((
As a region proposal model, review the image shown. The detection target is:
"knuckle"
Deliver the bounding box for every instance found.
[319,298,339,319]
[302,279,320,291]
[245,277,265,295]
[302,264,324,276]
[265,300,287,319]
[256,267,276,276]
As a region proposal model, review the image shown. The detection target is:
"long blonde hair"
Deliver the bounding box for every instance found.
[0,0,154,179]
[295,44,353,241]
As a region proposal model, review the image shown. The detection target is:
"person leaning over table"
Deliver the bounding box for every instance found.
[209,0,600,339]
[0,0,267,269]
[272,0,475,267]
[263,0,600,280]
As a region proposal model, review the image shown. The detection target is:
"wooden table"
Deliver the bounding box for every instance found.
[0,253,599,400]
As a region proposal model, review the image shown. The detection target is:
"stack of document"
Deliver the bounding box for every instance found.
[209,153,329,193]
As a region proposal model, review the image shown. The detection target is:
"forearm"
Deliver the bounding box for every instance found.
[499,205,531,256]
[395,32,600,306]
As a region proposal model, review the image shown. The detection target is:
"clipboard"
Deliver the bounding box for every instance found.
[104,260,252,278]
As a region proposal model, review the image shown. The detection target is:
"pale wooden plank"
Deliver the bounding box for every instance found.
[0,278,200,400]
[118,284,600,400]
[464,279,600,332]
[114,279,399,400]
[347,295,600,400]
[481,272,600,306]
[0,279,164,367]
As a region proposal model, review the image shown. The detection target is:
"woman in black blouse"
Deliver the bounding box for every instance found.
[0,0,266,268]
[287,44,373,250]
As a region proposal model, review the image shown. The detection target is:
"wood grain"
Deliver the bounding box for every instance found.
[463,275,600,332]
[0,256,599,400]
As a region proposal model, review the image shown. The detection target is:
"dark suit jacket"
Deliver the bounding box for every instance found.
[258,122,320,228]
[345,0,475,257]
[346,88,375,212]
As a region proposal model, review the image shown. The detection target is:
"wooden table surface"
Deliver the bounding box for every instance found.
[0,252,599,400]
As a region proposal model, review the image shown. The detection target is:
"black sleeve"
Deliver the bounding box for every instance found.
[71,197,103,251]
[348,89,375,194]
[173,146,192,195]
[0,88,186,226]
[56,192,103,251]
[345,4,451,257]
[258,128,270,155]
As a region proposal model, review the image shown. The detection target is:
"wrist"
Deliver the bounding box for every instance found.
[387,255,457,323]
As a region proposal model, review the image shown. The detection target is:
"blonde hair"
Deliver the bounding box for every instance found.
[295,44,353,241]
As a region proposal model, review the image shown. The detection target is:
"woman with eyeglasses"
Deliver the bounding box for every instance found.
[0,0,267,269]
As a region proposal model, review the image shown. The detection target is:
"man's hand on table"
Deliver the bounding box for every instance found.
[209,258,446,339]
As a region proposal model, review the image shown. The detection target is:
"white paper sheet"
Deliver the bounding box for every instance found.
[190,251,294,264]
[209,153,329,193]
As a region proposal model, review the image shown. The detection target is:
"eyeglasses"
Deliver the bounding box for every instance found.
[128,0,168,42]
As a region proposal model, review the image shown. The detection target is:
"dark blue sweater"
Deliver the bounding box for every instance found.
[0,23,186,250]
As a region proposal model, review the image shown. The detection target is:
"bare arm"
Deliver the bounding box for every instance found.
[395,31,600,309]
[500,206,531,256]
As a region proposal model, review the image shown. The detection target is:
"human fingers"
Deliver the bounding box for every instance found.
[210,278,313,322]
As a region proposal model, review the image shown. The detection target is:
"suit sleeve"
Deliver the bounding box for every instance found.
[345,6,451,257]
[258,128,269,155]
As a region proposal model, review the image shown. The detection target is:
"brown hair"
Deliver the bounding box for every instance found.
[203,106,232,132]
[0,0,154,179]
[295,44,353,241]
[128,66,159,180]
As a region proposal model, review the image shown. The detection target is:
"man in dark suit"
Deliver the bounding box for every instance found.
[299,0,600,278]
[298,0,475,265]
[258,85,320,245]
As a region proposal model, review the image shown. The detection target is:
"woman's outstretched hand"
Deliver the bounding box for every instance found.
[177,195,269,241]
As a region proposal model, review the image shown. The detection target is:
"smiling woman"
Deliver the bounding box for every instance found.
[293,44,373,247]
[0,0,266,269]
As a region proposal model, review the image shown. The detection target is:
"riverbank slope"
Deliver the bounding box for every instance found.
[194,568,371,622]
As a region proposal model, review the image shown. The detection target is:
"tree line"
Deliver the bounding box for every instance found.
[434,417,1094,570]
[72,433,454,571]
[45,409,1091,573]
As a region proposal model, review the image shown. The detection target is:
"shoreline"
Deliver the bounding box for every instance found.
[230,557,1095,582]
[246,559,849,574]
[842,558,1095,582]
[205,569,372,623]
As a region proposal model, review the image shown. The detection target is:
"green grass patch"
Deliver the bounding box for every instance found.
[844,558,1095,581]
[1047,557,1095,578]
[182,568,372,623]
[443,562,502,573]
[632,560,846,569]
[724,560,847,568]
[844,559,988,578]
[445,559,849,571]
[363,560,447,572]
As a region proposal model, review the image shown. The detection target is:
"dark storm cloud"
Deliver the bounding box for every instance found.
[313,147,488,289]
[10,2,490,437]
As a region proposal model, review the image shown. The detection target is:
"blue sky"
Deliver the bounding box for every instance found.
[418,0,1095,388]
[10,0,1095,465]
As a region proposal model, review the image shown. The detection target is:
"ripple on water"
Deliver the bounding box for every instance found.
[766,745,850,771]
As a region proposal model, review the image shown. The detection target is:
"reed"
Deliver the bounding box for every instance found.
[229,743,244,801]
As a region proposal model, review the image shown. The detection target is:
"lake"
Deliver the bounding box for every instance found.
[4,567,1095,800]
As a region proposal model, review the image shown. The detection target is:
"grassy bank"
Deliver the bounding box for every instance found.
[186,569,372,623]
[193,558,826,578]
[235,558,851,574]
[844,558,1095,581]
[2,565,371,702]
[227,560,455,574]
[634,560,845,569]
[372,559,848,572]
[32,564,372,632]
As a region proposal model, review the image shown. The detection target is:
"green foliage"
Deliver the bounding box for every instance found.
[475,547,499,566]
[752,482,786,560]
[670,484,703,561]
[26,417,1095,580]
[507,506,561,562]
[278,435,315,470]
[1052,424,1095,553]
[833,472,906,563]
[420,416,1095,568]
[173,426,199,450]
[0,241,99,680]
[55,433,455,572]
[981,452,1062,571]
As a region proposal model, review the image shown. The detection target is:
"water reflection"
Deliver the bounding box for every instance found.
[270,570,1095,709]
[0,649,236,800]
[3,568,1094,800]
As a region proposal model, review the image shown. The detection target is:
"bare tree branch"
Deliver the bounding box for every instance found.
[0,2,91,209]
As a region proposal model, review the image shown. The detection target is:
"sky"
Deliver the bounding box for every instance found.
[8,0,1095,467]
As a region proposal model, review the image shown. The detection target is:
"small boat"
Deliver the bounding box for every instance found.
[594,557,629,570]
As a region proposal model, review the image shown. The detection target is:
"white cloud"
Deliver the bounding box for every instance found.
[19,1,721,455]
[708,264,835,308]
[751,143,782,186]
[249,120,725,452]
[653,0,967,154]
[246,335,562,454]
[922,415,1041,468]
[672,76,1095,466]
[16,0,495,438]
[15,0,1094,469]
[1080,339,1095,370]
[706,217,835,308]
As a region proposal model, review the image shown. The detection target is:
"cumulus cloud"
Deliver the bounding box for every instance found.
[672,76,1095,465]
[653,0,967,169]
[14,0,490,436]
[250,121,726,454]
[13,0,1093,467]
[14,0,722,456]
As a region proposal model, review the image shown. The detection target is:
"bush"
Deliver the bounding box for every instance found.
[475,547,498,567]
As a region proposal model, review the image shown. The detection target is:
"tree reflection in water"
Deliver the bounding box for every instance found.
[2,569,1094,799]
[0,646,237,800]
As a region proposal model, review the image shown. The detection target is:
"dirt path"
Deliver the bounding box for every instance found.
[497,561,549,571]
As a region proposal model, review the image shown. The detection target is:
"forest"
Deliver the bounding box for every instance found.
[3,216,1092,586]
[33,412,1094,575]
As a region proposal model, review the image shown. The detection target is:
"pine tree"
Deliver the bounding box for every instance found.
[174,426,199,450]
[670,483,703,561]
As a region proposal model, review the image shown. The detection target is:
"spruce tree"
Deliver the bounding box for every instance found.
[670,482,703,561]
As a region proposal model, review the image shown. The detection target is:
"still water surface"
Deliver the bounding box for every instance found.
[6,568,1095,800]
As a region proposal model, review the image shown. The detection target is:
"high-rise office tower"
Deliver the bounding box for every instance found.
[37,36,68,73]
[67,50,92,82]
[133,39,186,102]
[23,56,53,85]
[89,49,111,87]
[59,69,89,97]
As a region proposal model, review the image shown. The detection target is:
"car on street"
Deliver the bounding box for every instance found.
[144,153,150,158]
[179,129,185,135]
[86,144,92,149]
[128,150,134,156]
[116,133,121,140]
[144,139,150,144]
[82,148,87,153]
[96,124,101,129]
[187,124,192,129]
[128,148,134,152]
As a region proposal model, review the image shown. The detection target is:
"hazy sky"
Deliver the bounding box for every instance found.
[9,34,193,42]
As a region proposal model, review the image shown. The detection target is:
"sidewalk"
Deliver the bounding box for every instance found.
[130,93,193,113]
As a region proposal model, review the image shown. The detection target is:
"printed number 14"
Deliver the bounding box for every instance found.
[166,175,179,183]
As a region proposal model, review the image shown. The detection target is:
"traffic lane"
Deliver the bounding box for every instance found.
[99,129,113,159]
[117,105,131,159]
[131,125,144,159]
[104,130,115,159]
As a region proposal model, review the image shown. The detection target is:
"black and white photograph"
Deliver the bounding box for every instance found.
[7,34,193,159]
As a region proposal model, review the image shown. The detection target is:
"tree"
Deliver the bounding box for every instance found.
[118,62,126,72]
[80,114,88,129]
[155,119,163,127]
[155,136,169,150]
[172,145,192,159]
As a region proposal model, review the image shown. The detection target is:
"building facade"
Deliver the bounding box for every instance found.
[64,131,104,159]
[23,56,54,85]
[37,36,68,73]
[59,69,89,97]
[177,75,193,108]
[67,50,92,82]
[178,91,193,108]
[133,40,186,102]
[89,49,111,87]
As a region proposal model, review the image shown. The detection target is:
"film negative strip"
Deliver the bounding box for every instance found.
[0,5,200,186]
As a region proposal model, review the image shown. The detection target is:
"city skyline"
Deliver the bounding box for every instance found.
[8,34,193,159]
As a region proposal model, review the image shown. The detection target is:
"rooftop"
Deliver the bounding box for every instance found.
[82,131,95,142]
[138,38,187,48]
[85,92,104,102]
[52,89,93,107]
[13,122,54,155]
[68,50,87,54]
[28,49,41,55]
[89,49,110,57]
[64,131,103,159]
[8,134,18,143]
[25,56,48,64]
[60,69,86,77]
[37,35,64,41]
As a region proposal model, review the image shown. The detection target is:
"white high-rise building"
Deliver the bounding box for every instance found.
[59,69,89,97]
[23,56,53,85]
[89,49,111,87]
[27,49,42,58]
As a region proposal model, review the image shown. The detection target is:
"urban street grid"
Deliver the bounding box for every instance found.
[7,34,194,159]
))
▶ [YOUR ASSIGNMENT] Going through the listing above, copy out every line that has the string "black".

▶ [EXERCISE RESULT]
"woman in black blouse"
"black sleeve"
"black and white photograph"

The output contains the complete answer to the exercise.